◆ **WORK TASK**: Your answer must be an exact transcription of the data, with every picture omitted.

◆ **DATASET**:

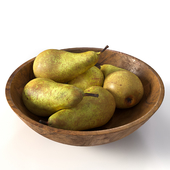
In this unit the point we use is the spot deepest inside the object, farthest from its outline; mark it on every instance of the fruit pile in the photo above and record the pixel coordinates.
(74, 94)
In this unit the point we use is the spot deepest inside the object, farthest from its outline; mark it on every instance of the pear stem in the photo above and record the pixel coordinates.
(91, 94)
(43, 122)
(104, 49)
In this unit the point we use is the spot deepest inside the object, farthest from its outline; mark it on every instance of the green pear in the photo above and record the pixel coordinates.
(92, 77)
(108, 68)
(62, 66)
(44, 97)
(126, 88)
(90, 113)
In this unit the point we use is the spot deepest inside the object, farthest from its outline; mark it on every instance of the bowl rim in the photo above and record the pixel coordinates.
(138, 121)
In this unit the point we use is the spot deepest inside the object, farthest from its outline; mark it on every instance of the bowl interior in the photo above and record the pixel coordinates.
(153, 88)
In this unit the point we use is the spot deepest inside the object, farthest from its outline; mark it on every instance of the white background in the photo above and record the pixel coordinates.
(139, 28)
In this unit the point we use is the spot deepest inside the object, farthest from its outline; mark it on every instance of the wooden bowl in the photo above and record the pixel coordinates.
(123, 123)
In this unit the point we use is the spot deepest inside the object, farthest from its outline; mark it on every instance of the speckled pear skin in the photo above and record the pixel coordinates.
(90, 113)
(62, 66)
(92, 77)
(126, 88)
(108, 68)
(44, 97)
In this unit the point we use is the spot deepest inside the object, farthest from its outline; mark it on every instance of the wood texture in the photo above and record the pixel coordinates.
(123, 123)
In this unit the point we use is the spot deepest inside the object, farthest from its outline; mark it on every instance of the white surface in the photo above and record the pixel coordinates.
(138, 28)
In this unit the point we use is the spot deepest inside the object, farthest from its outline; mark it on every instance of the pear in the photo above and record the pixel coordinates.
(92, 77)
(62, 66)
(126, 88)
(90, 113)
(108, 68)
(44, 97)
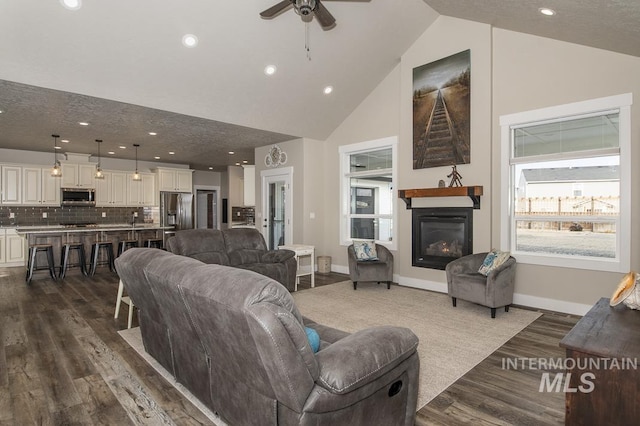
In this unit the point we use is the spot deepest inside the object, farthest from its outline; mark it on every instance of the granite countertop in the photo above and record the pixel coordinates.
(44, 229)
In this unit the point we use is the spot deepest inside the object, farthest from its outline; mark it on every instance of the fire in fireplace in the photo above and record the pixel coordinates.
(440, 235)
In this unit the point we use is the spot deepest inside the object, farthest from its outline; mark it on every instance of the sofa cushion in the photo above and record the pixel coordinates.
(314, 338)
(205, 245)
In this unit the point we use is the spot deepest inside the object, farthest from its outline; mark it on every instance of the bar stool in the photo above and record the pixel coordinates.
(153, 243)
(67, 248)
(126, 244)
(95, 254)
(126, 300)
(32, 263)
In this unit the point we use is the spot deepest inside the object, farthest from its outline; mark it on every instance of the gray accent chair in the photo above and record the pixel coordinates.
(243, 248)
(380, 270)
(246, 332)
(466, 283)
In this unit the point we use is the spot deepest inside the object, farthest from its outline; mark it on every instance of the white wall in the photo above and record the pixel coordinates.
(510, 72)
(534, 72)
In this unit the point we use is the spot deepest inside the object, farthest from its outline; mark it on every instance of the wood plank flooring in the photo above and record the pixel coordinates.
(62, 362)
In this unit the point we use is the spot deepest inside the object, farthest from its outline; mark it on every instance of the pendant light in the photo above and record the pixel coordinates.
(56, 171)
(99, 173)
(136, 175)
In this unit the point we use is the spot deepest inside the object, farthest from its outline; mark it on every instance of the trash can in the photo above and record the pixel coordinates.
(324, 264)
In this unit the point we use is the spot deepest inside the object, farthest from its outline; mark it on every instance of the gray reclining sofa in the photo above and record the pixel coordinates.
(237, 341)
(241, 248)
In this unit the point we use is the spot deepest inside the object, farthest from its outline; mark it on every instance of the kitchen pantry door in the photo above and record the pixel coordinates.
(277, 206)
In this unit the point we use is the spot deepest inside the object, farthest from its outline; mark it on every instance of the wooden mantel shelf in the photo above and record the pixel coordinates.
(473, 192)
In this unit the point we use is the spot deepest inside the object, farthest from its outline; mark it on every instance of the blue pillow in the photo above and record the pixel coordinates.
(314, 338)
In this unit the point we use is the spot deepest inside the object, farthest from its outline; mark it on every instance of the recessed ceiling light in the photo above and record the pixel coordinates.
(189, 40)
(71, 4)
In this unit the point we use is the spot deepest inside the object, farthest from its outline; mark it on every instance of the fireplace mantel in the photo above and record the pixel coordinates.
(473, 192)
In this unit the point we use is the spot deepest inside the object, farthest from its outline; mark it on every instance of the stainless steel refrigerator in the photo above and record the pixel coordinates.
(176, 210)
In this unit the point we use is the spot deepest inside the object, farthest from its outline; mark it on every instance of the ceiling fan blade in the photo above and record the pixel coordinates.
(325, 19)
(276, 9)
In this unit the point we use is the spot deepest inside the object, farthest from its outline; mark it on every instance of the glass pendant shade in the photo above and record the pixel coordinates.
(99, 173)
(136, 175)
(56, 170)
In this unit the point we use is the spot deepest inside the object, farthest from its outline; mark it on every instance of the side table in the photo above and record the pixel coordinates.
(302, 250)
(604, 344)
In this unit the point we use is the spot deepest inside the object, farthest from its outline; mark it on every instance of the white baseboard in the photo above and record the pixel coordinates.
(518, 299)
(551, 304)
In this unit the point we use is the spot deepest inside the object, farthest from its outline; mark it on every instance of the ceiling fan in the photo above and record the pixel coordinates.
(307, 9)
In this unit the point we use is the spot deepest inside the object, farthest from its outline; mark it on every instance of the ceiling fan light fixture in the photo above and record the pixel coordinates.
(305, 7)
(546, 11)
(189, 40)
(71, 4)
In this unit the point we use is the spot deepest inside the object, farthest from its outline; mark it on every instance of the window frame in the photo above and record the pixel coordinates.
(621, 104)
(345, 151)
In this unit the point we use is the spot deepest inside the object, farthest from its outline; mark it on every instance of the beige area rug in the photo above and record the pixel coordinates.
(452, 340)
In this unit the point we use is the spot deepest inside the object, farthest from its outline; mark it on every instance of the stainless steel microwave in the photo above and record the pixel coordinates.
(78, 197)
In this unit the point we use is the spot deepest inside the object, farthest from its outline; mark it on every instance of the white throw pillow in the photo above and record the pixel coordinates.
(365, 250)
(493, 259)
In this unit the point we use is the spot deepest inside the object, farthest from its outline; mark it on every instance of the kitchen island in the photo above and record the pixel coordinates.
(58, 235)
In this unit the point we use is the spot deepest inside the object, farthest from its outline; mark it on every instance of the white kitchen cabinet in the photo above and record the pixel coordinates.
(39, 188)
(11, 181)
(176, 180)
(142, 192)
(12, 248)
(76, 175)
(112, 190)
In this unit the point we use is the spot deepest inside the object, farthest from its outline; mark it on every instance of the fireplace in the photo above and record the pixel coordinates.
(440, 235)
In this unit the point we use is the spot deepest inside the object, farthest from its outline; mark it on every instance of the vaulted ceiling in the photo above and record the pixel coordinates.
(121, 66)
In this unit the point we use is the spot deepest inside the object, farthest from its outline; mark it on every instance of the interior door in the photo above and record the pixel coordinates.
(277, 202)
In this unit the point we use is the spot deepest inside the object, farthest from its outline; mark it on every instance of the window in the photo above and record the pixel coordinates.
(569, 191)
(368, 175)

◆ **ANSWER TO THIS EXERCISE**:
In this unit the point we use is the spot deepest inside the object, farthest from its outline; mark it on every instance of the fruit pile in the photo above and record the pixel coordinates.
(74, 94)
In this unit the point we use is the spot deepest inside the object, farthest from its outline; mark it on every instance of the pear stem in the photo above and record the pixel coordinates.
(91, 94)
(43, 122)
(104, 49)
In this unit the point we use is the spot deepest inside the object, farthest from its outline; mark it on every instance of the green pear in the photo above and record the pixel coordinates.
(92, 77)
(108, 68)
(62, 66)
(44, 97)
(126, 88)
(90, 113)
In this unit the point we use is the spot deepest inside the object, farthest from its outline; mark it on every instance of the bowl rim in the photo above and record the pixel coordinates.
(138, 121)
In this unit the point we use is the spot deepest inside the object, farthest from its outline; mark it on every instance of the bowl interior in the photo above and record the pixel coordinates.
(153, 88)
In this unit the point we use is the spot deepest inside the object, farthest from its outline; mark it on every instance of the white background in the photo above and record the pixel coordinates.
(139, 28)
In this unit the point we use is the spot deepest inside the object, farthest from its outline; mark it on every instance of the wooden bowl in the photo above and record the pixel coordinates.
(123, 123)
In this unit the point we use is the spot deepest inside the object, farthest from its outline; mark it on every instance of the speckled pear skin in the photo above and record the pixel coordinates.
(90, 113)
(62, 66)
(92, 77)
(126, 88)
(108, 68)
(44, 97)
In this unit the point we use is the spot deepest inside the object, farthest from its outline; mark it on every instance of the wood texture in the photo above and record the pixel coordinates.
(123, 123)
In this unit the point we use is the spot deepest inside the object, farthest from its outline; mark it on every instance of the white surface in the photo above and record the pixel coordinates.
(138, 28)
In this unit the point we use is the spot deepest inside the object, farthest from its outline; mark it on every instance of the pear in the photo above and record the pixel coordinates.
(92, 77)
(62, 66)
(126, 88)
(90, 113)
(108, 68)
(44, 97)
In this unit the point we use is the spot deepest inside the object, farthest from its outline; mark it on every instance of the granite countertop in the photo above and record the pixel coordinates.
(44, 229)
In this unit the point we use is the spot deepest inside the object, farthest from its outline; mark it on every instance of the fire in fireplace in the photo above and record the pixel coordinates.
(440, 235)
In this unit the point we use is the spot deepest inside the object, farthest from its outline; mark it on every instance of the sofa cushion in the photo above and record the pixel coordinates.
(314, 338)
(205, 245)
In this unit the point we use is the spot deepest inside the object, farthest from its outline; mark it on every instance of the bar stool in the photo above and record the pixel coordinates.
(153, 243)
(67, 248)
(126, 244)
(95, 254)
(126, 300)
(32, 263)
In this unit the point we use is the spot deepest inside the object, farthest from its outline; mark it on every instance of the gray accent chair in the photo above and record the pixel coordinates.
(243, 248)
(380, 270)
(246, 332)
(466, 283)
In this unit the point we use is the spot deepest inside the object, farthest from its outline; mark it on every instance of the white wall in the photo above and record the pixel coordinates.
(510, 72)
(534, 72)
In this unit the point we use is the spot deepest inside the object, farthest from its outline; mark it on every instance of the wood plank flooring in the photo above and record the pixel coordinates.
(62, 362)
In this unit the point we use is the spot deepest inside the object, farthest from its outline; mark it on every instance of the pendant light in the photo above and record the pixel coordinates.
(56, 171)
(99, 173)
(136, 175)
In this unit the point we use is the spot deepest inside the object, farthest from its outline; mark it on every instance of the trash can in the photo above and record the pixel coordinates.
(324, 264)
In this unit the point we use is the spot deepest inside the object, farthest from its outline; mark it on every instance of the gray reclining sofa in the photo above and record the pixel coordinates.
(237, 341)
(241, 248)
In this unit the point we use is the spot deepest inside the object, farthest from its outline; mark it on every instance of the kitchen pantry door in the photo above and record the pixel coordinates.
(277, 206)
In this unit the point we use is the spot deepest inside the object, farthest from its outline; mark it on every instance of the wooden mantel shelf in the photo above and record the pixel coordinates.
(473, 192)
In this unit the point we use is the spot deepest inside the object, farthest from its outline; mark it on every instance of the blue pillow in the photo above and record the pixel coordinates.
(314, 338)
In this unit the point we use is the spot deepest inside the object, farthest from its outline; mark it on every instance of the recessed ceiling light in the photo above and record the pixel coordinates.
(189, 40)
(71, 4)
In this unit the point we use is the spot deepest inside the object, farthest from its outline; mark it on every instance of the fireplace mantel in the photo above and record the pixel coordinates.
(473, 192)
In this unit the point we use is the spot deepest inside the object, farthest from its outline; mark it on every instance of the stainless steel refrigerator in the photo above and record the pixel coordinates.
(176, 210)
In this unit the point we use is the spot deepest inside the object, farthest from its outline; mark it on every instance of the ceiling fan blade in the photo above and record the pixel coordinates.
(325, 19)
(276, 9)
In this unit the point we use is the spot deepest inside the object, farthest from its outline; mark it on every instance of the glass pendant shade in the photo above and record the pixel coordinates.
(99, 173)
(136, 175)
(56, 170)
In this unit the point we use is the spot deepest inside the object, farthest from its outline; mark it on every instance of the side table in the photo above and record the pixel coordinates.
(302, 250)
(604, 344)
In this unit the point we use is the spot deepest inside the object, farthest from its outline; mark it on every instance of the white baseboard in the photo above and record the pixel coordinates.
(518, 299)
(551, 304)
In this unit the point we use is the spot deepest inside the object, farthest from its outline; mark it on every instance of the ceiling fan in the photo above and record the pixel coordinates.
(307, 9)
In this unit the point we use is the spot deepest inside the object, farthest from its outline; mark it on every instance of the ceiling fan light fixture in the photo above and record the pixel coordinates.
(305, 7)
(546, 11)
(189, 40)
(71, 4)
In this unit the point we use is the spot deepest inside the object, farthest from its outline; mark it on every instance of the window frame in the photo above and record the pixel coordinates.
(621, 104)
(345, 151)
In this unit the point we use is the spot deepest inside the object, farthest from its outline; mark it on every instance of the beige area rug in the photo above and record the pixel coordinates.
(452, 340)
In this unit the point we use is the spot deepest inside the object, farthest from its outline; mark it on every instance of the stainless steel microwave in the photo above and record the pixel coordinates.
(78, 197)
In this unit the point we use is the spot deepest inside the object, farthest from its outline; mark it on every instance of the white throw pillow in the photo above and record the pixel coordinates.
(365, 250)
(493, 259)
In this unit the point we use is the spot deepest inside the object, farthest from its outline; mark it on every instance of the kitchen island in the photo above and record the pixel coordinates.
(58, 235)
In this unit the point we use is the spot deepest inside the object, farthest from its outline; mark it on every instance of the white kitchen cabinet in the photo above and record the pixel coordinates.
(39, 188)
(11, 181)
(176, 180)
(142, 192)
(12, 248)
(76, 175)
(112, 190)
In this unit the point we use is the spot deepest inside the object, farthest from its outline; mark it on every instance of the fireplace in the photo above and record the pixel coordinates.
(440, 235)
In this unit the point we use is the spot deepest inside the object, farthest from its outline; mark it on every instance of the vaulted ceiling in the photo above and record the pixel coordinates.
(121, 66)
In this unit the point we use is the spot deepest inside the object, farthest from its outline; mark it on every instance of the interior door in the photo above and record the pixel coordinates.
(277, 202)
In this unit the point we use is the spot deepest inside the object, farthest from its outline; mark it on every instance of the window in the photo above and record the pixel coordinates.
(569, 191)
(368, 175)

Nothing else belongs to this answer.